- Aim A
In the article on Sembawang West Single Member Constituency, which town council manages the constituency?
- Aim B
Carry the article on Sembawang West Single Member Constituency forward from its last sentence.

Passage shown start

- Region: North Region, Singapore
- Electorate: 24,206

Current constituency
- Created: 2025; 1 year ago
- Seats: 1
- Party: People's Action Party
- Member: Poh Li San
- Town Council: Sembawang
- Created from: Sembawang GRC

= Sembawang West Single Member Constituency =

Electoral division in Singapore

Sembawang West Single Member Constituency (Note: Kawasan Undi Sembawang West; 三巴旺西单选区; செம்பவாங் வெஸ்ட் தனித்தொகுதி) is a single-member constituency (SMC) situated in northern Singapore. It is managed by Sembawang Town Council. The current Member of Parliament (MP) for the constituency is Poh Li San from the People's Action Party (PAP).

== History ==
Prior to the 2025 general election, Sembawang West SMC was carved from the Sembawang West division of Sembawang Group Representation Constituency (GRC), in order to reduce the number of voters in the GRC. At establishment, there were 24,153 registered voters within the SMC.

Passage shown end
Provided data start

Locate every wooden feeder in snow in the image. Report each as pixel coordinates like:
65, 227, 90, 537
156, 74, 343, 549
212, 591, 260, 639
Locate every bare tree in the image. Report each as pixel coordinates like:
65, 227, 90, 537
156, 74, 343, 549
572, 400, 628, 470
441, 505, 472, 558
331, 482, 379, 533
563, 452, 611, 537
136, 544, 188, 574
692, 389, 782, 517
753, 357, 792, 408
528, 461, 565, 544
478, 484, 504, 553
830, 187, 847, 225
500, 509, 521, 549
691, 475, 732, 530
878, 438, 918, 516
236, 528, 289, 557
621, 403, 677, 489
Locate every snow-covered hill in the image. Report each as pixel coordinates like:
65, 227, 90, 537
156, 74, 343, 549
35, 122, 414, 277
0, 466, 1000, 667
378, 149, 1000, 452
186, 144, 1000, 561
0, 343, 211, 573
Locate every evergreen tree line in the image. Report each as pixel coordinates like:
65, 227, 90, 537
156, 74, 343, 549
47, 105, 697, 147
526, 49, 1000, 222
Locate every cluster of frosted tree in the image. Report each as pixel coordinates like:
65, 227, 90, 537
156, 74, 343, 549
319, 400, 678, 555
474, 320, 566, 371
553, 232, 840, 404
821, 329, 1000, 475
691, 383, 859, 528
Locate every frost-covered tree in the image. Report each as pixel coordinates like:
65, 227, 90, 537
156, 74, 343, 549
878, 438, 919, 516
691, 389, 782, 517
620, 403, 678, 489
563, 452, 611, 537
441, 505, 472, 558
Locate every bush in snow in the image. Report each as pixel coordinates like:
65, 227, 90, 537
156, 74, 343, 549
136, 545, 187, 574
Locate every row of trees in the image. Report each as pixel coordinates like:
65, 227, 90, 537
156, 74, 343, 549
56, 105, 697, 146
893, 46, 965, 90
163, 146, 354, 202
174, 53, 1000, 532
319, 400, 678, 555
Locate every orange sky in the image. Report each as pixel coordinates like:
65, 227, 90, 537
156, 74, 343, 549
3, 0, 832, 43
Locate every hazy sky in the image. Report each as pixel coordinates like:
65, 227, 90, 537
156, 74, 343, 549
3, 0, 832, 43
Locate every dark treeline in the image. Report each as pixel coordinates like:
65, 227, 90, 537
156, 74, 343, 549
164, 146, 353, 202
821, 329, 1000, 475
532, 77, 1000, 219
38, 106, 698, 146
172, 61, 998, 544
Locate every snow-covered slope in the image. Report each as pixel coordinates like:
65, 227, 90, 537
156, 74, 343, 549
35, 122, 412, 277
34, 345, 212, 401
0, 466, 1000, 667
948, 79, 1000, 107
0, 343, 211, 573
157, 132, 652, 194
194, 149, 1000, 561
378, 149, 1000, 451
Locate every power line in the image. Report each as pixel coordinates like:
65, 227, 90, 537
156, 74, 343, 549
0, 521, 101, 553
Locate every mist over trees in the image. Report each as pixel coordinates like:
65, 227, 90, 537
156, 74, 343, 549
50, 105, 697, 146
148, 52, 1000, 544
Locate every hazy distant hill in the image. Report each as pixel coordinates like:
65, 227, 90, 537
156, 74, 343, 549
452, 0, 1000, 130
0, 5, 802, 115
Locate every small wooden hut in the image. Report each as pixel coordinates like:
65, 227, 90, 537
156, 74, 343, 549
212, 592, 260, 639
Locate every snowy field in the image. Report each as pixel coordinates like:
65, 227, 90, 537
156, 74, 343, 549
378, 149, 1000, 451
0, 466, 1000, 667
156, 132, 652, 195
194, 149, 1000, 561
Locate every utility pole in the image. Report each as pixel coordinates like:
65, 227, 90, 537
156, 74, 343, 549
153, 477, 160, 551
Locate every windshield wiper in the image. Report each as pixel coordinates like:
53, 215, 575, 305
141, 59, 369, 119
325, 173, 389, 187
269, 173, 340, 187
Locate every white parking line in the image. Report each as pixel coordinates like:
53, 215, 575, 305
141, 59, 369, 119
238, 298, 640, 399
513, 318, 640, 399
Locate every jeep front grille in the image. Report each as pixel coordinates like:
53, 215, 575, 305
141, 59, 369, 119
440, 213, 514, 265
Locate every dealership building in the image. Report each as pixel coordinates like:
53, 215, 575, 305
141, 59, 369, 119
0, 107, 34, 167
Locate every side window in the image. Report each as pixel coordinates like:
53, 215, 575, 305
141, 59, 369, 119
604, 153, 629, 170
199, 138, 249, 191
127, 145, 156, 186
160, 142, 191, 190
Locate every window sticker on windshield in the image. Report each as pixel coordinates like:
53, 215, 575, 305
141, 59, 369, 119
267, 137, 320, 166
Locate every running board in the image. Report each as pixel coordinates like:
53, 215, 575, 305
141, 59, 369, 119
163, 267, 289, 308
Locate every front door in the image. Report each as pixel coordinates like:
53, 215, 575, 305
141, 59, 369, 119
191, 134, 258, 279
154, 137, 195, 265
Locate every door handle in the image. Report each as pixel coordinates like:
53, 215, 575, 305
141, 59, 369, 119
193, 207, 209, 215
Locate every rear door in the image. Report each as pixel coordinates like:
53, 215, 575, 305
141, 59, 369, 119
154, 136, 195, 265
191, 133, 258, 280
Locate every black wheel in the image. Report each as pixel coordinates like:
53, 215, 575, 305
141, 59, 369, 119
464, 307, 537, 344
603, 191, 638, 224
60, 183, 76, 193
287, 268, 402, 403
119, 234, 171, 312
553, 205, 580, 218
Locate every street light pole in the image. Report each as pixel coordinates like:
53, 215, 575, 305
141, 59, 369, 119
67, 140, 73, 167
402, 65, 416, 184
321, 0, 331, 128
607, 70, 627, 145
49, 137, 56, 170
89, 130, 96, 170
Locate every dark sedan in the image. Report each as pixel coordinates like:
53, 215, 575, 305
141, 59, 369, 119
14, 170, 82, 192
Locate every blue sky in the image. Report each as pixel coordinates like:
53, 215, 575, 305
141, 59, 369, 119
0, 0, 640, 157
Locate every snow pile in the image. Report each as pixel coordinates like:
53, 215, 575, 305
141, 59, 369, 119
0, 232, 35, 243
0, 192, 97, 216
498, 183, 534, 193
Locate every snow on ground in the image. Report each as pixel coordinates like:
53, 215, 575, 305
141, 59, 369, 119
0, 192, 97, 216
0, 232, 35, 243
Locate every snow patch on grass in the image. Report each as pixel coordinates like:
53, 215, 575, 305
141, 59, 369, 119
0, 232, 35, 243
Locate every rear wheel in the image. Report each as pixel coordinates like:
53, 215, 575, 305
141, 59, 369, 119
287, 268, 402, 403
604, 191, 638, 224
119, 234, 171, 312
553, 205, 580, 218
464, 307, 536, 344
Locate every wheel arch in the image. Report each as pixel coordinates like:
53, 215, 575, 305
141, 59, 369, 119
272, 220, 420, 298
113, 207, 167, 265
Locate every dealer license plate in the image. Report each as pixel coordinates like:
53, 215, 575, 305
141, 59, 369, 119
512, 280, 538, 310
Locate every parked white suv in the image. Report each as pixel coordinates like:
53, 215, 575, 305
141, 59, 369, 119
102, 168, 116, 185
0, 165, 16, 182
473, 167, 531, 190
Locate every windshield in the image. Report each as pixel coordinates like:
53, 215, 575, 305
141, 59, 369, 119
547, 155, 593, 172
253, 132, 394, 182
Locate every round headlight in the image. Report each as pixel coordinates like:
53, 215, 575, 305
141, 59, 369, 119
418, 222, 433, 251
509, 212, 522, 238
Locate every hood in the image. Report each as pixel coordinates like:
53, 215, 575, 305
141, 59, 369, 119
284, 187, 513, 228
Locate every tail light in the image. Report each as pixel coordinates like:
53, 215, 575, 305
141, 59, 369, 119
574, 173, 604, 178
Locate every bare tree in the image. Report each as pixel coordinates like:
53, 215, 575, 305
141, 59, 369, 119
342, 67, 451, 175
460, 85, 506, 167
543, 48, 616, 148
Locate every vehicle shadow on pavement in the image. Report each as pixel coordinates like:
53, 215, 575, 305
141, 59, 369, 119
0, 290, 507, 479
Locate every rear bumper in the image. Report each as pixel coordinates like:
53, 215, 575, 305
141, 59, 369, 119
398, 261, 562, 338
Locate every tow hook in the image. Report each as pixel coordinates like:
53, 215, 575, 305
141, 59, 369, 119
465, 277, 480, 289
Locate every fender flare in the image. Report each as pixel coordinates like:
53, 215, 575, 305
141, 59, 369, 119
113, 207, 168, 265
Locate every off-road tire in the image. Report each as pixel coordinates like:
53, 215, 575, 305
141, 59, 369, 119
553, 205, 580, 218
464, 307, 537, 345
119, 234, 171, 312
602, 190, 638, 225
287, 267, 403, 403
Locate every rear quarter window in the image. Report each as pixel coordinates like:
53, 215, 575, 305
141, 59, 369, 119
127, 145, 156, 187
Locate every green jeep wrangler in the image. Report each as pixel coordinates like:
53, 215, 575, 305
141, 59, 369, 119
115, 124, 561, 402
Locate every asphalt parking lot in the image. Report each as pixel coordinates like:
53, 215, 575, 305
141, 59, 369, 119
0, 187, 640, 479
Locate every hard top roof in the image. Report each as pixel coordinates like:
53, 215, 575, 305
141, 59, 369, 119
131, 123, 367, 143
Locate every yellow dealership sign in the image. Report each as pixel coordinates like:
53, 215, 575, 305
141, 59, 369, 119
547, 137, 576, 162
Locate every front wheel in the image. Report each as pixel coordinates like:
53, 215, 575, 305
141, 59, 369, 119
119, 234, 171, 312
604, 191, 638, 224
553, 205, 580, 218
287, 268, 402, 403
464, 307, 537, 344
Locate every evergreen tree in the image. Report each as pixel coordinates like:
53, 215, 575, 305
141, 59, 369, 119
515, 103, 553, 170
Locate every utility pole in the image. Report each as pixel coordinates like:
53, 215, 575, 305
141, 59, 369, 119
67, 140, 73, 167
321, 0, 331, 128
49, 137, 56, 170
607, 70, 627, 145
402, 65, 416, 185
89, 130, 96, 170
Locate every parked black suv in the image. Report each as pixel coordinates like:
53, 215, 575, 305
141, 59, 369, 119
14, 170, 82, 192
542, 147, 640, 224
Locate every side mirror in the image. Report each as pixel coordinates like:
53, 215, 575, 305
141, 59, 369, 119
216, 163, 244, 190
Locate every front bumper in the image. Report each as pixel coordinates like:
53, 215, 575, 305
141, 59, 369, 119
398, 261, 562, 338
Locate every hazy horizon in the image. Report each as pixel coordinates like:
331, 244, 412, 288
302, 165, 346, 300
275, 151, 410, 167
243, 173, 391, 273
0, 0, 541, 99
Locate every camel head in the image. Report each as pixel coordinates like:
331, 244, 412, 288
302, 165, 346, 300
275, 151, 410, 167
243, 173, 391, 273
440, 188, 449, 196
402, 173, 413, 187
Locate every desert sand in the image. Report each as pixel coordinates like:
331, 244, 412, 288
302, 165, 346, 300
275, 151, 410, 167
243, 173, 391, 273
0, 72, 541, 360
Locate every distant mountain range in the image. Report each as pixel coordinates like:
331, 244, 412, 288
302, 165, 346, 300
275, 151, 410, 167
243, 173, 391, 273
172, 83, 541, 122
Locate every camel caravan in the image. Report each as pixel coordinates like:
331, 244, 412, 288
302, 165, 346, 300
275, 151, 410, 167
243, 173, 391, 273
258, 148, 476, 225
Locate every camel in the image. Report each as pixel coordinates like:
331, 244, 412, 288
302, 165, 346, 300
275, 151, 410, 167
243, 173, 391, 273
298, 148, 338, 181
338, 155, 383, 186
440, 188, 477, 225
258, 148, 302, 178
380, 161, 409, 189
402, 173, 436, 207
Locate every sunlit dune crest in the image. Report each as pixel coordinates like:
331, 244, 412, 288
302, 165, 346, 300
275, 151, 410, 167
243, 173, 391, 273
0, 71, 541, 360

Provided data end

- Task response A
Sembawang Town Council

- Task response B
After the redrawing of electoral boundaries, Chee Soon Juan, the leader of the Singapore Democratic Party (SDP), said that he would contest Sembawang West SMC as Bukit Batok SMC, where he had previously contested, had been absorbed into the newly established Jurong East–Bukit Batok GRC. The National Solidarity Party (NSP) initially intended to contest the SMC but announced on 20 April that it would back out to avoid a three-way fight. On 22 April, Poh, the incumbent MP for the Sembawang West division, announced her candidacy for the SMC.

During the campaigning, Ong Ye Kung claimed that Chee had "abandoned" Bukit Batok SMC by redeploying himself to Sembawang West SMC, Chee drew a comparison to Ong's shift to Sembawang GRC in 2015; he was part of the defeated PAP team for Aljunied GRC in 2011.

Poh eventually defeated Chee with over 53% of the vote. Chee would later miss out on becoming a non-constituency MP (NCMP) after Andre Low, Workers' Party (WP) candidate for Jalan Kayu SMC, and the WP team for Tampines GRC, outperformed him, respectively garnering 48.53% and 47.37% of the vote against victorious PAP candidates.

== Member of Parliament ==

| Year | Member | Party |  |
Formation
| 2025 | Poh Li San |  | PAP |

== Electoral results ==
Note: The Elections Department does not include rejected votes when calculating the vote shares of candidates. Hence, all candidates' vote shares will total to 100% at any given election (may not appear so in multi-way contests due to rounding).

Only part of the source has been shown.